Do not use oversized utensils. Keep the lid closed as far as possible to prevent the escape of heat. Remember that excessive amounts of heat energy are carried away by a large surface-area conducting utensil. Do not open the gas vent to allow the flame to flash outside the vessel. A flame not impinging on the pan would not heat it, and gas is wasted. Ensure that the flame is blue. Frequently check whether gas vents are clogged with rust and carbon. Frequently, cooking material in the pan drops into the gas vents, and salt there corrodes the gas vents. Cleaning and washing would be necessary. Do not prolong cooking, taking time to prepare ingredients and adding them to the pan intermittently. Add ingredients at once and before switching the burner. If the preparation of a dish is prolonged to slow the cooking, use earthenware pots rather than metallic ones. An earthenware pot, being thermally less conducting retain heat.

Firewood for cooking:

Do not attempt to eliminate the use of firewood in cooking. If you are living in a village area, the exclusive use of LPG gas is an unnecessary expenditure. Large smoke-free, efficient oven designs are now available. If you are compelled to use gas, keep the option of firewood ovens, especially for prolonged cooking. Admittedly, there are locations, especially in cities, where the use of firewood is unsuited.

Hot water showers:

Before installing hot water showers, reconsider whether they are really necessary in a hot tropical climate. Go for solar water heaters, although the installation cost is high. Instant water heaters consume much less electricity compared to geysers with water tanks. Now, cheap and safe instant water heaters are available.

Lighting:

Arrange and design your residence to optimise daytime illumination until late evening. If you are constructing a new house, take this issue into account. Use LED lamps, which provide the same illumination for 85 percent less energy. In study rooms and areas that require prolonged illumination, paint the walls white. Angle – poised LED lamps with very low voltage are available. Use them for reading and studies. Routinely clean the surfaces of all lamps. Dust deposition cuts off light.
+ + + +
● **What you will do**:
1. According to the energy-saving tips, how much less energy do LED lamps use for the same illumination?
2. Summarize the energy-saving tips in two sentences.
3. Translate this sentence from the energy-saving tips into Spanish: "Instant water heaters consume much less electricity compared to geysers with water tanks."
The data that follow are not needed here.

● **Data for review**:
+ + + +
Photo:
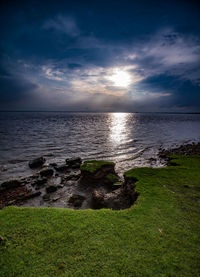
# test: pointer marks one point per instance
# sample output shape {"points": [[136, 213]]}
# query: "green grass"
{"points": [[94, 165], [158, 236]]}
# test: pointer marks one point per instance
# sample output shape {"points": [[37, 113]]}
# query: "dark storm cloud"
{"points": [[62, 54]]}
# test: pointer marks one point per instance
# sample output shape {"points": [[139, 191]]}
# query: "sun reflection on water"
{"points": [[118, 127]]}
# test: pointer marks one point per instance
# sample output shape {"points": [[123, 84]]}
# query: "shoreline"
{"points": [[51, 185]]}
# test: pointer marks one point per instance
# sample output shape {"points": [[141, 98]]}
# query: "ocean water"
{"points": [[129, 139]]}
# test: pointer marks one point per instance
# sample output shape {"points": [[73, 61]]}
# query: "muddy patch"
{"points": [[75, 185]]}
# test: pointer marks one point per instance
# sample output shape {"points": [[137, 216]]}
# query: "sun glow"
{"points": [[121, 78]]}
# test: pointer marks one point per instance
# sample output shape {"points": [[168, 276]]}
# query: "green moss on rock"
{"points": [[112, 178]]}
+ + + +
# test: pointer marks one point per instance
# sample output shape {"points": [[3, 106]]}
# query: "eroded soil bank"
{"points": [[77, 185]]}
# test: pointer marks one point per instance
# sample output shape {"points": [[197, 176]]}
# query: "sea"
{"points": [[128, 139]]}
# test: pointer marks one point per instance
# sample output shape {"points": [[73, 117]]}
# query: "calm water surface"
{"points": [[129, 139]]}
+ + + +
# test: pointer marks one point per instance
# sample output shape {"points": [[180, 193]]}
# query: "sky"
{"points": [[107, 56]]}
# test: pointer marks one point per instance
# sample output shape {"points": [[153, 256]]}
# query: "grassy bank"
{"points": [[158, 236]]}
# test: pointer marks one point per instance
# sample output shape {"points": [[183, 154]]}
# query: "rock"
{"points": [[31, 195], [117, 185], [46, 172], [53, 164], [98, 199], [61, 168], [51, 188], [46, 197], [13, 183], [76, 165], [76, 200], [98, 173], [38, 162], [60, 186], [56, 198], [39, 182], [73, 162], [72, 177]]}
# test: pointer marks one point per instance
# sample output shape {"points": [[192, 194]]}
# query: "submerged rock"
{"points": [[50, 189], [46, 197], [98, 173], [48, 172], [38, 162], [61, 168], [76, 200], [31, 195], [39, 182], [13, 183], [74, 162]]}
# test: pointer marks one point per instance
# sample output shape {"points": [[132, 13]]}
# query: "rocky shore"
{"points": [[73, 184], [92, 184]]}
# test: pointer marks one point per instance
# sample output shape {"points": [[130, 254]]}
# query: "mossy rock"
+ + + +
● **Solved problems**:
1. 85 percent less energy.

2. For cooking with gas, the tips advise avoiding oversized utensils, keeping lids closed, keeping the flame blue and the gas vents clean, and not prolonging cooking, and they advise keeping firewood ovens as an option, especially in village areas. They also suggest reconsidering hot water showers in a hot tropical climate in favor of solar or instant water heaters, making the most of daylight, using LED lamps, and keeping lamp surfaces clean.

3. Los calentadores de agua instantáneos consumen mucha menos electricidad en comparación con los calentadores con tanque de agua.